== EXTRACTED RECORDS ==

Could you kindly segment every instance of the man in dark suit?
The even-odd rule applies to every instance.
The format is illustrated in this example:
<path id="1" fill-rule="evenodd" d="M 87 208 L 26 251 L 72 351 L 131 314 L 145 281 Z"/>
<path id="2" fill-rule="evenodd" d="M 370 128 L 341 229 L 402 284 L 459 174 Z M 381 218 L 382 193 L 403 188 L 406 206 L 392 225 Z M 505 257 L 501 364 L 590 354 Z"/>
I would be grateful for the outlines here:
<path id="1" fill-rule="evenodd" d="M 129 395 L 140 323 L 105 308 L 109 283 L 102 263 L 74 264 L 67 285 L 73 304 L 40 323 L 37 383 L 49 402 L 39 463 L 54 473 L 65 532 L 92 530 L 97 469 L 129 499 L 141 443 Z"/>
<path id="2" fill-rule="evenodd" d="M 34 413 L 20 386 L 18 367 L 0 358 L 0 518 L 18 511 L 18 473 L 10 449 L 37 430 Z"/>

===

▶ _EXERCISE GOAL_
Change "instance" to "occurrence" wherever it occurs in the data above, leaving every other character as it is.

▶ _FINAL RESULT_
Could you kindly segment every occurrence of the man in dark suit?
The even-odd rule applies to every occurrence.
The format is illustrated in this example:
<path id="1" fill-rule="evenodd" d="M 87 208 L 26 251 L 72 351 L 131 314 L 145 281 Z"/>
<path id="2" fill-rule="evenodd" d="M 370 128 L 341 229 L 402 284 L 459 174 Z M 381 218 L 382 193 L 403 188 L 406 206 L 392 225 Z M 505 257 L 501 364 L 590 354 Z"/>
I would be grateful for the outlines here:
<path id="1" fill-rule="evenodd" d="M 129 395 L 140 323 L 105 308 L 109 283 L 102 263 L 74 264 L 67 285 L 73 304 L 40 323 L 37 383 L 49 402 L 39 463 L 54 473 L 65 532 L 92 530 L 97 469 L 129 499 L 141 443 Z"/>
<path id="2" fill-rule="evenodd" d="M 34 413 L 20 386 L 18 367 L 0 358 L 0 518 L 18 511 L 18 473 L 10 449 L 37 430 Z"/>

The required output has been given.